Requirements:
Reproduce every line of the material below, character for character.

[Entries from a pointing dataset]
----
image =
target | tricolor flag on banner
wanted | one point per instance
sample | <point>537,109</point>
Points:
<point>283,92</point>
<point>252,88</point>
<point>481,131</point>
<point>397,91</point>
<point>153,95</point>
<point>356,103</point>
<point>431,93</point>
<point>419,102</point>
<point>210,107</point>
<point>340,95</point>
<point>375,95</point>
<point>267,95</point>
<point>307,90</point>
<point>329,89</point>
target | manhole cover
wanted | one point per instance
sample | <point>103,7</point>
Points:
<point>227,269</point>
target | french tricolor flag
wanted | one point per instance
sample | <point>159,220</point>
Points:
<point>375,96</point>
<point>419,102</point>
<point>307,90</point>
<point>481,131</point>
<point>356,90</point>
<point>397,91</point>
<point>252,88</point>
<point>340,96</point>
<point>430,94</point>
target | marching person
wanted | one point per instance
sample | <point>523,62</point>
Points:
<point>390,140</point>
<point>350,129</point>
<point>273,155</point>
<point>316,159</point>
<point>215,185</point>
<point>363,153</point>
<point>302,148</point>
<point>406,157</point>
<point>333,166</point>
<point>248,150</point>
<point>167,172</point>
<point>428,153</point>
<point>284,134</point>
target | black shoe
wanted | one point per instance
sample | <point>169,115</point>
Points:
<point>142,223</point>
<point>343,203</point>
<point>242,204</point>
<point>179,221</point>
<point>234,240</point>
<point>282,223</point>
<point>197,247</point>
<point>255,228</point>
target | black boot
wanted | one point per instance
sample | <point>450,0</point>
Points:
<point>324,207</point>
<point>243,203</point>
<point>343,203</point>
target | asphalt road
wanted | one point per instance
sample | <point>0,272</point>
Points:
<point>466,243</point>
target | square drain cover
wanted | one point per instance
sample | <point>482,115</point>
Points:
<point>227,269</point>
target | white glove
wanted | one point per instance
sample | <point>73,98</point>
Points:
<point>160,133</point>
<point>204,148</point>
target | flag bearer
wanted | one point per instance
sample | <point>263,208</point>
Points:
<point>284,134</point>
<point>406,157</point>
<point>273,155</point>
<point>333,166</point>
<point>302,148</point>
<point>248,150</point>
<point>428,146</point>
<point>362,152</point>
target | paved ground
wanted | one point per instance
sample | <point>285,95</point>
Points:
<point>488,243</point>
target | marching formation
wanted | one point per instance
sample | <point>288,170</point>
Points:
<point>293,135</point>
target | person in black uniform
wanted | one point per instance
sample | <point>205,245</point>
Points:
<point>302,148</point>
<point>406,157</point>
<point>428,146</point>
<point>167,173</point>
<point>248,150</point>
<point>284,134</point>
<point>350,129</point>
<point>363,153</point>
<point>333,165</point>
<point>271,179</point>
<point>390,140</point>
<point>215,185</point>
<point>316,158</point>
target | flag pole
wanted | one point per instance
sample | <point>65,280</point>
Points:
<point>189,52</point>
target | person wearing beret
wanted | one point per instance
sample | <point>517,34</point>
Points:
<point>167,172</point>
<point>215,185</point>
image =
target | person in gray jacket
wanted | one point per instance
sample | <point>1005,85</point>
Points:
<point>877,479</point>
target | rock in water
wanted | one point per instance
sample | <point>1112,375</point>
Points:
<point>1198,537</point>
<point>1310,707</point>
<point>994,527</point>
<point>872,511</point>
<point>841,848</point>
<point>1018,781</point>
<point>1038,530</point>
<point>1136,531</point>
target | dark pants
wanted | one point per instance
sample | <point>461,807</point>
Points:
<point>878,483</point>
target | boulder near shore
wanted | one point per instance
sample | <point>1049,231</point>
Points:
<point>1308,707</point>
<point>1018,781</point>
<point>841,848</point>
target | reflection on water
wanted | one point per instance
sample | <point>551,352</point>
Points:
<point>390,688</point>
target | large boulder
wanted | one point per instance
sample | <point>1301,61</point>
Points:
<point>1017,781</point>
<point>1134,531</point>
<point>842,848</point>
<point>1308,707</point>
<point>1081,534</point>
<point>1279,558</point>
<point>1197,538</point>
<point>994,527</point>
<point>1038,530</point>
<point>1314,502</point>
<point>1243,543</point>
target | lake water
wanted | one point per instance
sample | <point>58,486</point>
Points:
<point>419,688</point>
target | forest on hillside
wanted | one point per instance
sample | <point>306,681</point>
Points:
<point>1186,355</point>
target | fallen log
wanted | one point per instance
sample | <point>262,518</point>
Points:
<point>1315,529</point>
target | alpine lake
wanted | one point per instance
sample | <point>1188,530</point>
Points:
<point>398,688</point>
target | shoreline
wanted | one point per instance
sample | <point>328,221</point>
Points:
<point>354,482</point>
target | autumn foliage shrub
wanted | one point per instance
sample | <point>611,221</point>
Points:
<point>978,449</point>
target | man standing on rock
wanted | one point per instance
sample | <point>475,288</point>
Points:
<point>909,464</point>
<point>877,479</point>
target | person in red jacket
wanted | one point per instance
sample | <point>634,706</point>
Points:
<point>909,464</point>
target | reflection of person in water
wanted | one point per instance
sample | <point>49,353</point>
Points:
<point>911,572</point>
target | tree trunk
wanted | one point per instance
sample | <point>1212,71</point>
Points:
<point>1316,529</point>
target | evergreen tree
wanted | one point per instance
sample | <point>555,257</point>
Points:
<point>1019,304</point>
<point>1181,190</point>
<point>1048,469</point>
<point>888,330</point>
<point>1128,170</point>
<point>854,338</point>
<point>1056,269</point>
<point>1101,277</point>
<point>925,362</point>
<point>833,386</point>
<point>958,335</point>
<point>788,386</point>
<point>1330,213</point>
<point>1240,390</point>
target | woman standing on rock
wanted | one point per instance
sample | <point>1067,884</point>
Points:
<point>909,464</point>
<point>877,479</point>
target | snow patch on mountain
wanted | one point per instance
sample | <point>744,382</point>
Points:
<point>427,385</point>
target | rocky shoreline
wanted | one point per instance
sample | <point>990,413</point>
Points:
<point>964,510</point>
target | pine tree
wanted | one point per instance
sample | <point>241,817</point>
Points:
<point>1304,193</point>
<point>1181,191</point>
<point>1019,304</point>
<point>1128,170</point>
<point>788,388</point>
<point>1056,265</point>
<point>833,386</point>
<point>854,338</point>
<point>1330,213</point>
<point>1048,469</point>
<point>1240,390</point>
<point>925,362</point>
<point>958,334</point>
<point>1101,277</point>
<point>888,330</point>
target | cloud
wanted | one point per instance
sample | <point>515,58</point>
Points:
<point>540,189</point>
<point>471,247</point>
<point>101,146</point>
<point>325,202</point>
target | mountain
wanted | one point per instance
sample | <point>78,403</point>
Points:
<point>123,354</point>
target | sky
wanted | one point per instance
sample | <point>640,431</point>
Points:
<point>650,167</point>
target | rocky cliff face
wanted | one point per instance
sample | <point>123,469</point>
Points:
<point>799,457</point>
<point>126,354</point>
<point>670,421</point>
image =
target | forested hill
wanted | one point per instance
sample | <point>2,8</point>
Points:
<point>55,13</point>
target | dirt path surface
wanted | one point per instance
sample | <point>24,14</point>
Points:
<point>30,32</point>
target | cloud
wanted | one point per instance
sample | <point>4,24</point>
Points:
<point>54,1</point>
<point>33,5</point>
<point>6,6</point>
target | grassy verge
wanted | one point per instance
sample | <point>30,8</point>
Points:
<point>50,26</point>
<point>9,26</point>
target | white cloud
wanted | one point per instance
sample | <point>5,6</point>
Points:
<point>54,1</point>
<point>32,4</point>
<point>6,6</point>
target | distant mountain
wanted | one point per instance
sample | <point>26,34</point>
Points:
----
Completed exercise:
image =
target | tricolor flag on banner
wanted | one point per instance
sample | <point>537,109</point>
Points:
<point>283,92</point>
<point>252,88</point>
<point>481,131</point>
<point>397,91</point>
<point>153,95</point>
<point>356,103</point>
<point>431,93</point>
<point>419,102</point>
<point>210,107</point>
<point>340,95</point>
<point>375,95</point>
<point>267,95</point>
<point>307,90</point>
<point>329,89</point>
target | manhole cover
wanted | one point per instance
sample | <point>103,7</point>
Points:
<point>227,269</point>
target | french tricolor flag
wanted | one point per instance
sample | <point>159,220</point>
Points:
<point>375,96</point>
<point>419,102</point>
<point>307,90</point>
<point>481,131</point>
<point>356,90</point>
<point>397,91</point>
<point>252,88</point>
<point>340,96</point>
<point>430,94</point>
target | marching person
wanted | one point per instance
sample | <point>523,62</point>
Points:
<point>390,140</point>
<point>350,129</point>
<point>273,155</point>
<point>316,159</point>
<point>215,185</point>
<point>363,153</point>
<point>302,148</point>
<point>406,157</point>
<point>333,166</point>
<point>248,150</point>
<point>167,172</point>
<point>428,153</point>
<point>284,134</point>
target | black shoe
wanted | one point per instance
sample | <point>169,115</point>
Points:
<point>142,223</point>
<point>343,203</point>
<point>242,204</point>
<point>179,221</point>
<point>234,240</point>
<point>282,223</point>
<point>197,247</point>
<point>255,228</point>
target | black boot
wanted | one point per instance
sample | <point>450,0</point>
Points:
<point>324,207</point>
<point>243,203</point>
<point>343,203</point>
target | asphalt road
wanted | one point per instance
sample | <point>0,272</point>
Points:
<point>466,243</point>
target | square drain cover
wanted | one point per instance
sample | <point>482,115</point>
Points:
<point>227,269</point>
target | white glove
wanted | one point per instance
sample | <point>73,98</point>
Points:
<point>160,133</point>
<point>204,148</point>
target | flag bearer
wanted | one point per instance
sample | <point>263,208</point>
Points:
<point>284,134</point>
<point>406,157</point>
<point>273,155</point>
<point>333,166</point>
<point>302,148</point>
<point>248,150</point>
<point>428,146</point>
<point>362,152</point>
target | paved ground
wanted | one point per instance
sample | <point>285,95</point>
Points:
<point>488,243</point>
target | marching formation
wanted | one point per instance
sample | <point>288,170</point>
Points:
<point>293,135</point>
target | person in black uniform
wanted | one point per instance
sample | <point>205,245</point>
Points:
<point>302,148</point>
<point>406,157</point>
<point>428,146</point>
<point>167,173</point>
<point>248,150</point>
<point>284,134</point>
<point>350,129</point>
<point>363,153</point>
<point>333,165</point>
<point>271,179</point>
<point>390,140</point>
<point>215,185</point>
<point>316,158</point>
target | flag pole
wanted | one point per instance
sample | <point>65,280</point>
Points:
<point>189,52</point>
target | person wearing beret
wanted | one point per instance
sample | <point>517,34</point>
Points:
<point>167,172</point>
<point>215,185</point>
image =
target | person in gray jacket
wanted | one point per instance
sample | <point>1005,85</point>
Points:
<point>877,479</point>
target | rock in water
wanted | one point per instance
sample | <point>1112,375</point>
Points:
<point>1198,537</point>
<point>1310,707</point>
<point>994,527</point>
<point>872,511</point>
<point>841,848</point>
<point>1018,781</point>
<point>1038,530</point>
<point>1136,531</point>
target | dark pants
wanted | one point per instance
sample | <point>461,807</point>
Points:
<point>878,483</point>
target | boulder near shore
wanted | one point per instance
sample | <point>1049,231</point>
Points:
<point>1308,707</point>
<point>1018,781</point>
<point>841,848</point>
target | reflection on water
wanted | one point per instance
sample | <point>551,352</point>
Points:
<point>390,688</point>
target | large boulder
wanted | one point per instance
sample | <point>1301,61</point>
Points:
<point>1017,781</point>
<point>1134,531</point>
<point>842,848</point>
<point>1308,707</point>
<point>1081,534</point>
<point>1279,558</point>
<point>1197,538</point>
<point>994,527</point>
<point>1038,530</point>
<point>1314,502</point>
<point>1243,543</point>
target | lake water
wanted | one point per instance
sample | <point>58,486</point>
Points:
<point>419,688</point>
target | forest on hillside
wanted | one point per instance
sample | <point>306,681</point>
Points:
<point>1186,355</point>
target | fallen log
wanted | one point per instance
sample | <point>262,518</point>
Points:
<point>1315,529</point>
target | alpine lake
wanted | one point per instance
sample | <point>1188,530</point>
Points:
<point>398,688</point>
target | shoreline
wanted | one point per instance
sample | <point>328,221</point>
Points:
<point>354,482</point>
target | autumn foliage shrub
wanted | one point per instance
sample | <point>611,221</point>
Points:
<point>978,449</point>
target | man standing on rock
wanted | one point per instance
sample | <point>475,288</point>
Points:
<point>909,464</point>
<point>877,479</point>
target | person in red jacket
wanted | one point per instance
sample | <point>634,706</point>
Points:
<point>909,464</point>
target | reflection of person in water
wanted | one point per instance
sample | <point>49,353</point>
Points:
<point>911,572</point>
target | tree trunk
wanted | one point per instance
sample | <point>1212,71</point>
Points:
<point>1316,529</point>
target | evergreen tree
wanted | one point per instance
sample | <point>555,257</point>
Points:
<point>1019,304</point>
<point>1181,190</point>
<point>1048,469</point>
<point>888,330</point>
<point>1128,170</point>
<point>854,338</point>
<point>1056,269</point>
<point>1101,277</point>
<point>925,362</point>
<point>833,386</point>
<point>958,335</point>
<point>788,386</point>
<point>1330,213</point>
<point>1240,390</point>
target | woman standing on rock
wanted | one point per instance
sample | <point>1067,884</point>
Points:
<point>909,464</point>
<point>877,479</point>
target | snow patch on mountain
wanted | one point per instance
sample | <point>744,382</point>
Points:
<point>427,385</point>
target | rocky shoreline
wanted | one point per instance
sample | <point>990,413</point>
Points:
<point>964,510</point>
target | pine tree
wanted | one point per instance
sample | <point>241,817</point>
Points:
<point>1304,193</point>
<point>1181,191</point>
<point>1019,304</point>
<point>1128,170</point>
<point>788,388</point>
<point>1056,265</point>
<point>833,386</point>
<point>854,338</point>
<point>1330,213</point>
<point>1048,469</point>
<point>1240,390</point>
<point>925,362</point>
<point>958,334</point>
<point>1101,277</point>
<point>888,330</point>
target | cloud
wanted | one point per instance
sample | <point>515,58</point>
Points:
<point>540,189</point>
<point>471,247</point>
<point>101,146</point>
<point>325,202</point>
target | mountain
wanted | one point per instance
sample | <point>78,403</point>
Points:
<point>123,354</point>
target | sky
wanted | one point per instance
sample | <point>640,431</point>
Points:
<point>650,167</point>
target | rocky cliff face
wanted | one point per instance
sample | <point>123,469</point>
Points:
<point>799,457</point>
<point>126,354</point>
<point>670,421</point>
image =
target | forested hill
wanted | one point per instance
sample | <point>2,8</point>
Points:
<point>55,13</point>
target | dirt path surface
wanted | one point per instance
sample | <point>24,14</point>
Points:
<point>30,32</point>
target | cloud
wanted | one point per instance
sample | <point>4,24</point>
Points:
<point>54,1</point>
<point>33,5</point>
<point>6,6</point>
target | grassy verge
wanted | one point per instance
sample | <point>30,8</point>
Points:
<point>50,26</point>
<point>9,26</point>
target | white cloud
wanted | one point per instance
sample | <point>5,6</point>
Points:
<point>54,1</point>
<point>32,4</point>
<point>6,6</point>
target | distant mountain
wanted | one point per instance
sample | <point>26,34</point>
Points:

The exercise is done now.